**PROBLEM DETAILS**
Copy out the data below verbatim.

**DATA IN THIS EXERCISE**
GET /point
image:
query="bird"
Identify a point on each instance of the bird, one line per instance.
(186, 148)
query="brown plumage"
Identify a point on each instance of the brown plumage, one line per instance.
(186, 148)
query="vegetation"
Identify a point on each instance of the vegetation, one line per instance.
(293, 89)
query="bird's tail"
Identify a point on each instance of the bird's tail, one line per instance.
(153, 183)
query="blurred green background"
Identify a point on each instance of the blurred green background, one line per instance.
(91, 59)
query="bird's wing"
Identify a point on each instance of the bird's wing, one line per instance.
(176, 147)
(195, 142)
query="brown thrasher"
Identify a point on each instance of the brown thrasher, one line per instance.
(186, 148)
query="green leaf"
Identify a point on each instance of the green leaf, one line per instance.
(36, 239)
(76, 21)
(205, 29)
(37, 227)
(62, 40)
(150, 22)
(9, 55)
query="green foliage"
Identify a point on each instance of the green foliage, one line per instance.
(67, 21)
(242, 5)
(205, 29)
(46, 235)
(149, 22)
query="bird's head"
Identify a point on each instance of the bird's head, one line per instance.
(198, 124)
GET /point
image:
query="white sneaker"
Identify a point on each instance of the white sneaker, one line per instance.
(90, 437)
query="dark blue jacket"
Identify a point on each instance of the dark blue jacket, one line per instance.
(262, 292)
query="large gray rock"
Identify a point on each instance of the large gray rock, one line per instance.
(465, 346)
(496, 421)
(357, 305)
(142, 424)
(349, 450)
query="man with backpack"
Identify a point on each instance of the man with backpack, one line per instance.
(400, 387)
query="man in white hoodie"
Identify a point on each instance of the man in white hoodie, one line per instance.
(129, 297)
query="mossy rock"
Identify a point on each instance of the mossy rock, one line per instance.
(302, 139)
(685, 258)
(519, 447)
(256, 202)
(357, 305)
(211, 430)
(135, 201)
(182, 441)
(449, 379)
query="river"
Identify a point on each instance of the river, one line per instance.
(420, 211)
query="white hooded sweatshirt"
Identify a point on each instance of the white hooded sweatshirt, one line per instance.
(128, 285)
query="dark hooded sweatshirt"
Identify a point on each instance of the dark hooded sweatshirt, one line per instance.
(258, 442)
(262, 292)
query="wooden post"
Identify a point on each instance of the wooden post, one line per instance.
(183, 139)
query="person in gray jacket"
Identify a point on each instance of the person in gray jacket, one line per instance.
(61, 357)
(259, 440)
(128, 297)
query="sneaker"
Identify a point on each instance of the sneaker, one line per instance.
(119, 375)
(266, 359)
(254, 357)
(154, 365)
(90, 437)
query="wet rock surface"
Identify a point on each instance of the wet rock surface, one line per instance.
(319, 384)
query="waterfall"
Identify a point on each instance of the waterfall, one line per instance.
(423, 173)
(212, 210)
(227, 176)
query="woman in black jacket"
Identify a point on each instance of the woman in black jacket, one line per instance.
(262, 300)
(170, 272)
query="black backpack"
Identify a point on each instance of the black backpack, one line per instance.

**WRITTEN ANSWER**
GET /point
image:
query="bird"
Identify a point on each instance of the bird, one line per instance.
(186, 148)
query="brown plumage"
Identify a point on each instance of the brown plumage, one line per instance.
(186, 148)
query="vegetation"
Identify a point on each instance of the vegetation, one line per instance.
(293, 89)
query="bird's tail"
Identify a point on each instance of the bird's tail, one line per instance.
(153, 183)
query="blurred green background"
Identify a point on each instance of the blurred green background, one line per instance.
(91, 59)
query="bird's wing"
Identify a point on each instance of the bird's wing, one line per instance.
(176, 147)
(195, 142)
query="brown thrasher"
Identify a point on each instance of the brown thrasher, one line per instance.
(186, 148)
query="green leaf"
Identify a point on each instance of the green leaf, one line per instance.
(36, 239)
(76, 21)
(205, 29)
(37, 227)
(62, 40)
(150, 22)
(9, 55)
query="green foliage"
Identify a point on each instance of the green foliage, one line per instance.
(67, 21)
(242, 5)
(205, 29)
(46, 235)
(149, 22)
query="bird's head"
Identify a point on each instance of the bird's head, one line per instance.
(198, 124)
GET /point
image:
query="white sneaker"
Identify a point on each instance of the white sneaker, one line per instance.
(90, 437)
query="dark blue jacket"
Identify a point on each instance of the dark blue jacket, one line per instance.
(262, 292)
query="large gray rock"
Identify a point on each instance of the large gray rock, one line per instance.
(465, 346)
(496, 421)
(357, 305)
(142, 424)
(349, 450)
query="man with backpack"
Identify a point on each instance of the man with backpack, one line per instance.
(400, 387)
query="man in white hoodie"
Identify a point on each instance of the man in white hoodie, one line per instance.
(129, 297)
query="mossy rock"
Identify a point on each instance of the mossy rock, one line per instance.
(302, 139)
(685, 258)
(519, 447)
(256, 202)
(357, 305)
(211, 430)
(135, 201)
(182, 441)
(449, 379)
query="river"
Identify a point on each instance of the river, one line per instance.
(420, 211)
query="white hooded sweatshirt"
Identify a point on each instance of the white hooded sweatshirt, one line per instance.
(128, 285)
query="dark hooded sweatshirt"
Identify a point on each instance of the dark hooded sweatshirt, one line per instance.
(258, 442)
(262, 292)
query="wooden post"
Identify a point on each instance of the wooden post, one line per instance.
(183, 139)
query="person in gray jacket"
Identify a point on each instance of the person in gray jacket, one line per instance.
(61, 357)
(259, 440)
(128, 297)
query="sneaker"
Identify a point on each instance of the sneaker, one line per instance.
(119, 375)
(266, 359)
(254, 357)
(154, 365)
(90, 437)
query="wet rock surface"
Identify a point on each instance of the wet rock surface, one line per instance.
(319, 384)
query="waterfall"
Identify a point on each instance of the waterfall, one line per instance.
(423, 173)
(212, 210)
(227, 176)
query="woman in black jacket"
Identify a point on each instance of the woman in black jacket, one line per instance.
(262, 300)
(170, 272)
query="black backpack"
Identify a point on each instance of the black backpack, one line per instance.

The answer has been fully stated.